### Task to complete
Select every line in the listing below that contains the string "stem", and copy each one.

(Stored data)
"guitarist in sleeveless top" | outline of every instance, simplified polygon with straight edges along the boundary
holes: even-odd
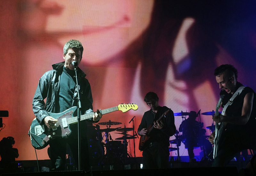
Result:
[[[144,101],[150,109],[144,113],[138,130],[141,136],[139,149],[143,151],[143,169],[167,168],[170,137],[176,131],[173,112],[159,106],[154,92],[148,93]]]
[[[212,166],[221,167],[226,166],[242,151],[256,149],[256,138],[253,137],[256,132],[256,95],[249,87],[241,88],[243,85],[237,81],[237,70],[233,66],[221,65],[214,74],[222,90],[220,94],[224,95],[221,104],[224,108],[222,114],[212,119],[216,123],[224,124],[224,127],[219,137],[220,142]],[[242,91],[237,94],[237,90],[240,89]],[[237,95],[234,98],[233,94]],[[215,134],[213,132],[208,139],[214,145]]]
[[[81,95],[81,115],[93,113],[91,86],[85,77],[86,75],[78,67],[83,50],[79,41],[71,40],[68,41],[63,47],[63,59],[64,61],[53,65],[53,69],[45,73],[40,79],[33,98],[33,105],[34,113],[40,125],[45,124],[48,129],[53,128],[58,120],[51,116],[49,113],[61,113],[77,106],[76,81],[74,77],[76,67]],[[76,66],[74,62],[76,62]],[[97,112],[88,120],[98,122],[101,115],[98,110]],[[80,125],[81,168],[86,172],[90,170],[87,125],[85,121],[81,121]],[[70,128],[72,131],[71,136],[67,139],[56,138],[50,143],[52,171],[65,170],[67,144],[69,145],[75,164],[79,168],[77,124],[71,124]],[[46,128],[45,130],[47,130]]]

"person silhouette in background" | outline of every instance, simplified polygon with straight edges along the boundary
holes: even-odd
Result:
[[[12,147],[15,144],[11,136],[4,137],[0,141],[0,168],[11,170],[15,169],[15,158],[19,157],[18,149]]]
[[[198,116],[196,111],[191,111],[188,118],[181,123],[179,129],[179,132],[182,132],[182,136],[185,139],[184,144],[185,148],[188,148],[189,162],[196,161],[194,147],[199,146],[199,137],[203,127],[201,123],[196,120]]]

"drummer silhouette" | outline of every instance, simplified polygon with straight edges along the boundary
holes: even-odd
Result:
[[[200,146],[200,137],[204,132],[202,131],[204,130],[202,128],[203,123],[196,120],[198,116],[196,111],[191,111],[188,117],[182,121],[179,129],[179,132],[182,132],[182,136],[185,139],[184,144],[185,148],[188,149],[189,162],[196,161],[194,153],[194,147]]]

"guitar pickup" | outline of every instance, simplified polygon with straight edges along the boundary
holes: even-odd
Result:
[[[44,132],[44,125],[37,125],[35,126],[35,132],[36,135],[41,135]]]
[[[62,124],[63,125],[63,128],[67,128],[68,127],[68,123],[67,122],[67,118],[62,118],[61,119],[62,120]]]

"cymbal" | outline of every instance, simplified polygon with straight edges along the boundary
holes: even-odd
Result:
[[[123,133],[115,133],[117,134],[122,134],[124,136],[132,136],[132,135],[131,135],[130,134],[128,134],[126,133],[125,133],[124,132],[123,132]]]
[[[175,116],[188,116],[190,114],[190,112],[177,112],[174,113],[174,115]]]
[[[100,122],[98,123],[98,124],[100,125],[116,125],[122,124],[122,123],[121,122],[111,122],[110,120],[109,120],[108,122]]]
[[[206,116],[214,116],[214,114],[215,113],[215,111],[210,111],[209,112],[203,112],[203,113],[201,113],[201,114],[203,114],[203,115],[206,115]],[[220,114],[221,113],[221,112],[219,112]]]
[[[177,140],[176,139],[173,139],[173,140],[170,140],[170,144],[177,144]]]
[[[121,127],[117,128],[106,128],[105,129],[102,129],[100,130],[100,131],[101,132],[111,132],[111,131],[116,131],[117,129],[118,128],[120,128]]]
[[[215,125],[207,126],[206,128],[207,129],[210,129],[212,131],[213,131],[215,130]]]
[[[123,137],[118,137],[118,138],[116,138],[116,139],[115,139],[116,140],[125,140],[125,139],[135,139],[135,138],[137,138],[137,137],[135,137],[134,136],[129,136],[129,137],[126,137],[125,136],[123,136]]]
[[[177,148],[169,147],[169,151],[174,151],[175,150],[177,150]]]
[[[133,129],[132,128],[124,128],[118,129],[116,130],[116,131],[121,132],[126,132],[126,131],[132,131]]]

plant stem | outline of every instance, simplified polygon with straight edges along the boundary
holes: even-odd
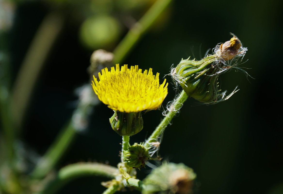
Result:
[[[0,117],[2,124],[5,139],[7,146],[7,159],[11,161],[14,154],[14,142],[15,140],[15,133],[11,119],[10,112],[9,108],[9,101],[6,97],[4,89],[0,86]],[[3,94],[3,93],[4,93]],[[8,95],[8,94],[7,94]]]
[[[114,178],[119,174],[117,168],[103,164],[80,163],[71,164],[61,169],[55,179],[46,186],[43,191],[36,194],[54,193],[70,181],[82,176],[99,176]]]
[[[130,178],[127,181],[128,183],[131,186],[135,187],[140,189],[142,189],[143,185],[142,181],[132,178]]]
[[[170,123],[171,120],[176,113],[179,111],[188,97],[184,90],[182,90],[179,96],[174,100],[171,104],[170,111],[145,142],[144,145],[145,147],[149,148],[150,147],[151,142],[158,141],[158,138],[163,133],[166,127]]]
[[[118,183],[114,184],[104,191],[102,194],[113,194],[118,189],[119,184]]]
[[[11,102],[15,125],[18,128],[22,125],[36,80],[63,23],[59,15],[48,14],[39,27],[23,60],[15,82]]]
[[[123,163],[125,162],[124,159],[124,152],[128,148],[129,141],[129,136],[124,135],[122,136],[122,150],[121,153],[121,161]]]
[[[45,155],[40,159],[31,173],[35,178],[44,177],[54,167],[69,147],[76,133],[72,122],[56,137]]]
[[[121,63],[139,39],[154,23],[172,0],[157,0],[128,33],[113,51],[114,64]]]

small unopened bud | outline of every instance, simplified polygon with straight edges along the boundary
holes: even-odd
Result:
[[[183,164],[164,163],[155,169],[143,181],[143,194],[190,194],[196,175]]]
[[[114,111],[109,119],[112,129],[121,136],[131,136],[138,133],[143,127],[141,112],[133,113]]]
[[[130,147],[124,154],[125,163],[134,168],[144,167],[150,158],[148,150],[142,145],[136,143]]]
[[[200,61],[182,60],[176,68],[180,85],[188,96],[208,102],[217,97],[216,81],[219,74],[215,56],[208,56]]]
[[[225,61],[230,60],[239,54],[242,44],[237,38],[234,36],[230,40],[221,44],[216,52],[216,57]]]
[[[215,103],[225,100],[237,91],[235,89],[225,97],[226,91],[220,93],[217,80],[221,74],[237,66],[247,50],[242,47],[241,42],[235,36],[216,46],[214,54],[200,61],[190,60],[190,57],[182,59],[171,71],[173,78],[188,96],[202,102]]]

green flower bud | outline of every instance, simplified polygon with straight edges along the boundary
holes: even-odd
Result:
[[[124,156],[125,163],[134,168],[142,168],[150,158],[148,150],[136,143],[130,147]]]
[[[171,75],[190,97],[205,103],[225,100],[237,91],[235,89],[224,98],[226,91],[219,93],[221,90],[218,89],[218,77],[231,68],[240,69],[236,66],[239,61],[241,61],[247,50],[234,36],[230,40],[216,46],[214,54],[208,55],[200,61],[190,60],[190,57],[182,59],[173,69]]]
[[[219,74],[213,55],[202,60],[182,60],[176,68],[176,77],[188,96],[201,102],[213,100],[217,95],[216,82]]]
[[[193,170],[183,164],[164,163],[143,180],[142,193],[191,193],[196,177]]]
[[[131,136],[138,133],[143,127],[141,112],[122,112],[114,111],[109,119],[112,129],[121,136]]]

--

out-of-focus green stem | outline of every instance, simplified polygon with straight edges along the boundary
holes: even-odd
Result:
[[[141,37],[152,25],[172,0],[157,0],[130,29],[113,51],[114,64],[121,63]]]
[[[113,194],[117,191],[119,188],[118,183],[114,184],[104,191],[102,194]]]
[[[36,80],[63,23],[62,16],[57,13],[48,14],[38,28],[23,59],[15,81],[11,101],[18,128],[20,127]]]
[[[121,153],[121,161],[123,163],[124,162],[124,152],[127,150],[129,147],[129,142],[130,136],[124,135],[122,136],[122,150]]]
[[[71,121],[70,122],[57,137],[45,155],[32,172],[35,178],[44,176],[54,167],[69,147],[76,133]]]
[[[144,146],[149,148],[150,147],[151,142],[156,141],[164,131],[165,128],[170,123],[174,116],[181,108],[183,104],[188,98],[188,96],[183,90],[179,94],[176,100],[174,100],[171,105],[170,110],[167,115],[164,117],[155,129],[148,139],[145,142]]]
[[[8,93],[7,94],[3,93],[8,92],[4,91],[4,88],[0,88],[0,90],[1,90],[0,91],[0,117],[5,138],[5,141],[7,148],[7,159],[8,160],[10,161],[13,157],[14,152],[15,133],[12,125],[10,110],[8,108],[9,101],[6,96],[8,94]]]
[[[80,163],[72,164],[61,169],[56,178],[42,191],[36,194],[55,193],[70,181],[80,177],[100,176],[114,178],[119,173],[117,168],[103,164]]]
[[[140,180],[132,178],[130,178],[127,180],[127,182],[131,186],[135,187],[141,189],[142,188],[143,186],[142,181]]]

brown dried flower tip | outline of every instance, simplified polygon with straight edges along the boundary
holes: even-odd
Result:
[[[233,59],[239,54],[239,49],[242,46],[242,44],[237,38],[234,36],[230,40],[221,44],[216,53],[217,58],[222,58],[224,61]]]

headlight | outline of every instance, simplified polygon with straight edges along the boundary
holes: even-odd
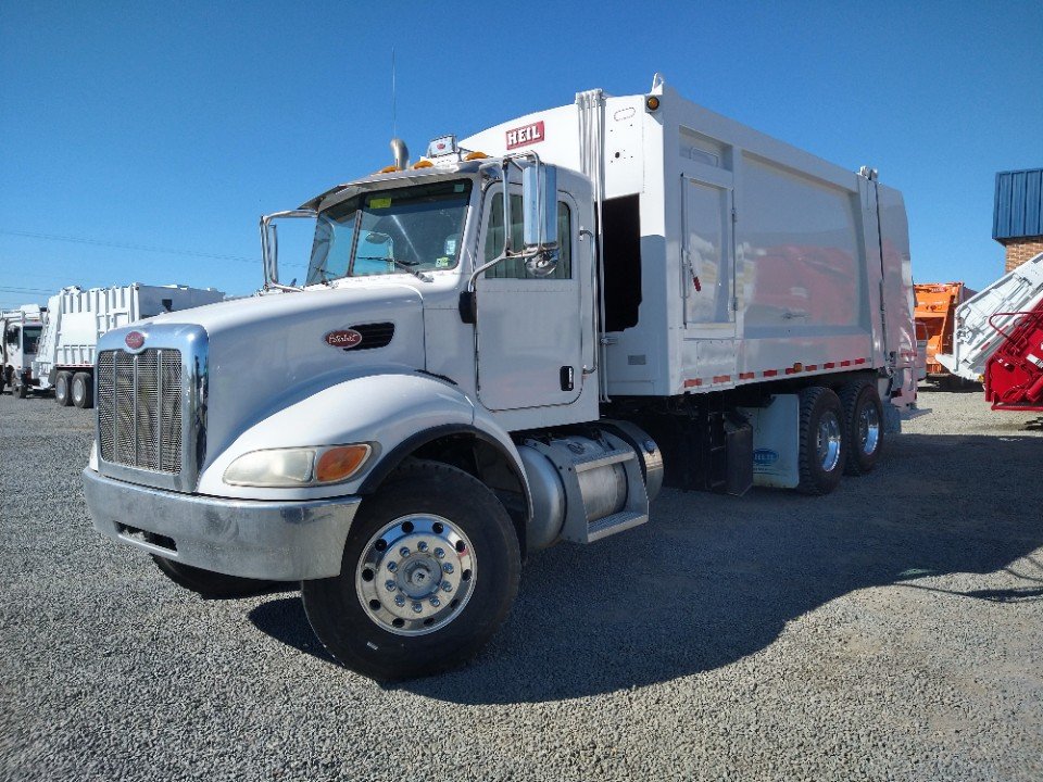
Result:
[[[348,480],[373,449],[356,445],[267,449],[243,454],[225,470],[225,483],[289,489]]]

...

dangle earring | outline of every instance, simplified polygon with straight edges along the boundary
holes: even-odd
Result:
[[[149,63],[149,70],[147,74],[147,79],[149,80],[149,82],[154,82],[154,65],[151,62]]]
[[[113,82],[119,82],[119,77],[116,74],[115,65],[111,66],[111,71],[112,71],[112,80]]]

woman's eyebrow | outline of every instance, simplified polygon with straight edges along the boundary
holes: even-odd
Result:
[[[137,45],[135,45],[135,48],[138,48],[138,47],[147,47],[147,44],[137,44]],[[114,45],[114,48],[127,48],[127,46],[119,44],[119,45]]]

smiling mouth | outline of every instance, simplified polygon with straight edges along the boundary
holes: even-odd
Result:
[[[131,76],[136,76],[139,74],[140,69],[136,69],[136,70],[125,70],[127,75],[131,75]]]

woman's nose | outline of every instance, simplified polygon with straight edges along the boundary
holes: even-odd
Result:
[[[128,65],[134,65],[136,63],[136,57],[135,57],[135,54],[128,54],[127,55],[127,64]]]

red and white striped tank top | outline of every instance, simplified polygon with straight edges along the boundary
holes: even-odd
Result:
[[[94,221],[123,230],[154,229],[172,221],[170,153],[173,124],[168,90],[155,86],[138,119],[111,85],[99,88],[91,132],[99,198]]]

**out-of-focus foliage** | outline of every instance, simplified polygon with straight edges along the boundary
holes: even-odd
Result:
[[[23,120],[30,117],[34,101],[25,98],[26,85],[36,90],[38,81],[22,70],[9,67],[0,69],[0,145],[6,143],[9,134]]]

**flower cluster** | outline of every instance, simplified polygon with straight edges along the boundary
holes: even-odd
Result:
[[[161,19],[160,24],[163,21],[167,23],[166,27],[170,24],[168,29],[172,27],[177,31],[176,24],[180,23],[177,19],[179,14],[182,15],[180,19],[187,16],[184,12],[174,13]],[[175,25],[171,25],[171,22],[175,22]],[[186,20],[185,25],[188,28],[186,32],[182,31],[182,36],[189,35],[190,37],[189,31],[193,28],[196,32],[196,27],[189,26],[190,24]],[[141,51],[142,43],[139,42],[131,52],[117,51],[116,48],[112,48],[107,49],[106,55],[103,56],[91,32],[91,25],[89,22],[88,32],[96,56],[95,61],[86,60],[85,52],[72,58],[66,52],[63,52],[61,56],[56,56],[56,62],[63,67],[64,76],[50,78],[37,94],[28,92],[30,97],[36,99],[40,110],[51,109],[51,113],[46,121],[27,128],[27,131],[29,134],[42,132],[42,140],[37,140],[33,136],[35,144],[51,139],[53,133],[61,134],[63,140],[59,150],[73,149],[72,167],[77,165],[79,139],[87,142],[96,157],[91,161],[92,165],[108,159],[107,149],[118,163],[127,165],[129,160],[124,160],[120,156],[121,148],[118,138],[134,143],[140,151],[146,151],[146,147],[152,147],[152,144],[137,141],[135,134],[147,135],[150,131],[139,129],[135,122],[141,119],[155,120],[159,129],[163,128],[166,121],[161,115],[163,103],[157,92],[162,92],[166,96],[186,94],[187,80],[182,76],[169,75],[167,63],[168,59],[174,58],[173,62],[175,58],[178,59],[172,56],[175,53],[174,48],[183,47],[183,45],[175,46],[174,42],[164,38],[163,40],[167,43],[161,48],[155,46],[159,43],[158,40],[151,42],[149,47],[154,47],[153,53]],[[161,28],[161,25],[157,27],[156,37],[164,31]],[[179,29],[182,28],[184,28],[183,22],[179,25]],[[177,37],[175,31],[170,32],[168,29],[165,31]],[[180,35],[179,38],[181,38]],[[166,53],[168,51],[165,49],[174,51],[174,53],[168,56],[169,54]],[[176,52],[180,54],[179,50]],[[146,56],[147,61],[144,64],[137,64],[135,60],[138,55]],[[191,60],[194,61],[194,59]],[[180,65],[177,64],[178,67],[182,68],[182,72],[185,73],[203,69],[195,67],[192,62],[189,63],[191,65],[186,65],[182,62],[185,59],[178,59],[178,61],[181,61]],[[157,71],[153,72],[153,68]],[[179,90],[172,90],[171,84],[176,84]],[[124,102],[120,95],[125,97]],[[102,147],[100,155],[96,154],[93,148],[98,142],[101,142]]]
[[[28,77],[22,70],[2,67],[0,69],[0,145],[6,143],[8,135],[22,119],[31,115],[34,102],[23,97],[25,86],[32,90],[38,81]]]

### Task output
plant stem | outline of every instance, simplified polygon with straight edges along the boundary
out-of-focus green stem | outline of every instance, simplified polygon with straight edges along the boundary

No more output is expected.